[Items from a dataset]

..........

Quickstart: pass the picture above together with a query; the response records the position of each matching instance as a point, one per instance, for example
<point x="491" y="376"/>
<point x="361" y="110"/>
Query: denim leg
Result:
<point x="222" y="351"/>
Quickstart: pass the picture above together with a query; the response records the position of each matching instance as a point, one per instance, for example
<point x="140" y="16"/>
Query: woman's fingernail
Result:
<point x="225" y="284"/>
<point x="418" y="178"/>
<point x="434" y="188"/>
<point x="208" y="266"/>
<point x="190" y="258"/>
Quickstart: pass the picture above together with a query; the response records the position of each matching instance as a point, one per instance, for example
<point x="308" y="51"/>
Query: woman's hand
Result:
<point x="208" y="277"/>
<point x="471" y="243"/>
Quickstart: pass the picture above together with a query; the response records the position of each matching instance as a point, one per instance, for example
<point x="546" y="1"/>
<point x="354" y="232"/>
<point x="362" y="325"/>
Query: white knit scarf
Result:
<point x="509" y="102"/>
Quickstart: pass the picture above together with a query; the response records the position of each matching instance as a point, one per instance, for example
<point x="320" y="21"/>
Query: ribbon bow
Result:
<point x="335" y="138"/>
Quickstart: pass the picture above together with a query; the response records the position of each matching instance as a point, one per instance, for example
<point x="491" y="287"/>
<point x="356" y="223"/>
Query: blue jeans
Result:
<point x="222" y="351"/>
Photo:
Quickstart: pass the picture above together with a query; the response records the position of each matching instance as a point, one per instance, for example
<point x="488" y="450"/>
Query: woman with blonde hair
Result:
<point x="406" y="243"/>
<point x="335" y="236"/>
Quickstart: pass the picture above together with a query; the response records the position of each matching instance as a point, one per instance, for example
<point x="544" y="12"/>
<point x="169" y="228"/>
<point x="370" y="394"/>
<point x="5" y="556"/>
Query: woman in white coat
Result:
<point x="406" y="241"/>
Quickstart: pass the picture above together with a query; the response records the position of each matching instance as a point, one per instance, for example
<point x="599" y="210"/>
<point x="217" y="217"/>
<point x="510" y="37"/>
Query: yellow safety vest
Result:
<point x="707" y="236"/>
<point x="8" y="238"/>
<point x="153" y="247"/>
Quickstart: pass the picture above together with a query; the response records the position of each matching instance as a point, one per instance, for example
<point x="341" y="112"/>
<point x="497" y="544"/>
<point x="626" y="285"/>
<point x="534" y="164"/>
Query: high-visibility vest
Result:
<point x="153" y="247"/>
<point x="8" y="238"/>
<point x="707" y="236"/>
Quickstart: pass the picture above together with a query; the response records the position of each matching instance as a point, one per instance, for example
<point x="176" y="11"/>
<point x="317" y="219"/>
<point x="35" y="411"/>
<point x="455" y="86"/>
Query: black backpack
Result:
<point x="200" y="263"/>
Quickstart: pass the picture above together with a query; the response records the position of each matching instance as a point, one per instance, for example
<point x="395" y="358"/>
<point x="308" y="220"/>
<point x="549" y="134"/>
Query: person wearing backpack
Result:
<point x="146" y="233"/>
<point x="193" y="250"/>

..........

Work task: Return each full line of the entries that contains the word "white".

Worked solution:
Query: white knit scarf
Query: woman in white coat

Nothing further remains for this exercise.